Set task:
Can you repeat, word for word, the passage of the commentary on the Aquino-era coups and the military that lies between "Participants of the" and "in cory’s cabinet.", inclusive?

Source text:
Participants of the December 1989 coup later blamed perceived deficiencies in the Aquino government in areas such as graft and corruption, bureaucratic inefficiency, and lenient treatment of communist insurgents as the reasons for the coup. [Davide Commission Report 470]

to my mind, every one of those coup attempts in the time of cory was either enrile-RAM and/or marcos-loyalist instigated to undo the mistake enrile made in EDSA of supporting cory’s claim to the presidency instead of just grabbing the power.  wala lang sa kanila ang bloodshed, okay lang, as we saw in ’89.  galit na, pa, rin sila noon sa komunista and they hated cory for not heeding enrile’s and FVR’s advice not to release all political detainees, joma and ka dante in particular.  and they hated that there were leftists in cory’s cabinet.

it’s been almost 30 years, the amnestied galvez is now AFP chief of staff in the time of duterte.  his latest sumbong is really a lament about the image of the military.

The propaganda that there is a “looming dictatorship” under Duterte is delivered to the students through film showings and plays in the campus, he said.

“Nakikita natin na parang they are branding the government. May dramatization na ‘yung martial law nung Marcos regime, then they associated it to the current administration,” the AFP chief said.

Galvez admitted that the military committed “many abuses during the 1972 declaration of martial law,” but assured the public that the institution has “changed a lot.”

“It’s very unfair for us. ‘Yung tinatawag nating martial law ngayon, pinag-iigi namin,” he said.

“Nakita natin during the Marawi crisis, we declared martial law Mindanao-wide. Talagang ‘yung rules of engagement, ‘yung human rights talagang we are promoting it,” he said.

so, is the good general advocating censorship?  and does he really think marawi is anything to brag about?  and what exactly is general galvez warning us about here in the metro?  expect a bombing here, a bombing there, an ambush here, an ambush there, that duterte will blame on the communists, sabay impose martial law nationwide, and declare a revolutionary government thereafter a la cory?  and then, what?  annoint a successor, and then step down?  bongbong takes over, backed by a military junta?  ito ba ang pinapangarap ni galvez at ng sandatahang lakas?

it’s like galvez and his ilk are caught in a time warp, aching for the good old marcosian days when the military reigned violently supreme.  as though EDSA never happened, as though we have not seen for ourselves that soldiers can be disarmed by great numbers of unarmed people ready to die for country.

galvez et al should have taken the cue instead from FVR who considered EDSA a way of atonement for his role in martial law.  EDSA could have occasioned a reinvention of the military as a force in the service of the people and not in the service of a repressive oppressive state.

level up naman, mga sir.  hindi komunista ang matinding kaaway kundi kahirapan at korupsyon, economic and environment policies that favor the rich, foreign policies that favor foreign interests, at kung anoano pang systemic flaws begging for change.

konting nuance please, mr. general.  ano ba talaga ang agenda?  ma-so-solve ba ang inflation, high prices, falling peso?  dumadaing na ang bayan.  pahirap nang pahirap ang buhay.  we’re not in the mood for bad jokes.

tete-a-tete on EDSA

juan ponce enrile’s EDSA story has come in installments.  three (3) so far.  the first via presscons during EDSA and a lengthy interview soon after.  the second via his published memoir (2012).  and the third via that one-on-one with bongbong marcos on social media.

Extracted entries:
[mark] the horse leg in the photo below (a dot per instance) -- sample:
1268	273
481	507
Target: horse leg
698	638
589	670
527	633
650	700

* * *

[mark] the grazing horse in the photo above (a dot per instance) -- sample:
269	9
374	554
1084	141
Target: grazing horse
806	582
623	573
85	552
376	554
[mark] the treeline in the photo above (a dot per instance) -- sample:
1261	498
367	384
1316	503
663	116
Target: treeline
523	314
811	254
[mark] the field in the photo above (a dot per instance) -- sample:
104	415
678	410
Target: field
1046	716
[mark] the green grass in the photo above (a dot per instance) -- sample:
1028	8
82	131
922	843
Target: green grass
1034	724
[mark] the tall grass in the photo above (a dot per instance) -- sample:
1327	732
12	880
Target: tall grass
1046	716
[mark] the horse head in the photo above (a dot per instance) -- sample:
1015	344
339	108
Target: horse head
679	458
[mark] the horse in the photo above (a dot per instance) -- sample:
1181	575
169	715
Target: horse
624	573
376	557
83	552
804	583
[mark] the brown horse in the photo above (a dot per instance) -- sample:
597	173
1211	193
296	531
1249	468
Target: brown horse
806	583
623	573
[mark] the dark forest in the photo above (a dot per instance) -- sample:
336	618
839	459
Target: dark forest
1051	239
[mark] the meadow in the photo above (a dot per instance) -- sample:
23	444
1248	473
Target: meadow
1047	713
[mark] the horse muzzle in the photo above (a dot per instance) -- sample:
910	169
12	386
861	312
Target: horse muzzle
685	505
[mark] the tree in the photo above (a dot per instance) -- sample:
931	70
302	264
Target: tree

Output of the task:
Participants of the December 1989 coup later blamed perceived deficiencies in the Aquino government in areas such as graft and corruption, bureaucratic inefficiency, and lenient treatment of communist insurgents as the reasons for the coup. [Davide Commission Report 470]

to my mind, every one of those coup attempts in the time of cory was either enrile-RAM and/or marcos-loyalist instigated to undo the mistake enrile made in EDSA of supporting cory’s claim to the presidency instead of just grabbing the power.  wala lang sa kanila ang bloodshed, okay lang, as we saw in ’89.  galit na, pa, rin sila noon sa komunista and they hated cory for not heeding enrile’s and FVR’s advice not to release all political detainees, joma and ka dante in particular.  and they hated that there were leftists in cory’s cabinet.